Starting at the line that contains "Question. Identify every instance of the cat nose", write out the records below word for word, up to and including their final line.

═══ Stored rows

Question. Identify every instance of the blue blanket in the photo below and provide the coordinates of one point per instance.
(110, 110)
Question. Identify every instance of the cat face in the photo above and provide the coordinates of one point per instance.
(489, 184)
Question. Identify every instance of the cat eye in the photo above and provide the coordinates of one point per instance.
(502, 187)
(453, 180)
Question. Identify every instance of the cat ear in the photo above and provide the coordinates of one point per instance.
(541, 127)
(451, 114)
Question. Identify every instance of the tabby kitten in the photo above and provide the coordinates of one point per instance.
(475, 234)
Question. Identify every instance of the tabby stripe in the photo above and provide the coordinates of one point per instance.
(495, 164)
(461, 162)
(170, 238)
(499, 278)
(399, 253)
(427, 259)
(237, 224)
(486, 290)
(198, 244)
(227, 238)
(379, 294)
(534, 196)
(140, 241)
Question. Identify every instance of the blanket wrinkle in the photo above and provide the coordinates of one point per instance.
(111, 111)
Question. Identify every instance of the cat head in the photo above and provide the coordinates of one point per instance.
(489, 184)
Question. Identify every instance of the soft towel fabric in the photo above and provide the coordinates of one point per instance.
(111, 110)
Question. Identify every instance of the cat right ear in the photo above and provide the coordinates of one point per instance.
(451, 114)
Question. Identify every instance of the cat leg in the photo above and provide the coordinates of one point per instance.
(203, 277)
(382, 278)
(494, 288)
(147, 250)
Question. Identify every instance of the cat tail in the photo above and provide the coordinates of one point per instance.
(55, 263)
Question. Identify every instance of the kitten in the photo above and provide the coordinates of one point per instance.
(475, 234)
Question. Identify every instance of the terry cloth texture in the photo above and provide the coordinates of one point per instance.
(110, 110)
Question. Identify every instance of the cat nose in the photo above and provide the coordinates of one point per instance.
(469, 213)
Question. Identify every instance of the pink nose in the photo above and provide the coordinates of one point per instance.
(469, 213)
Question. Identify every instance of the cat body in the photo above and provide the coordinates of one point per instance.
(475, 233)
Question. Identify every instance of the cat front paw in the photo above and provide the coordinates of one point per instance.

══════

=== The reply ===
Question. Identify every instance of the cat nose in the photo above and provide the coordinates of one point per instance.
(469, 213)
Question. Identify every instance of the pink nose in the photo above and provide the coordinates of one point per instance.
(469, 213)
Question. Identify every instance of the cat body in the photo above and provide the coordinates of one point per instance.
(475, 233)
Question. Identify every instance of the cat front paw in the photo above and provide the coordinates of one point per instance.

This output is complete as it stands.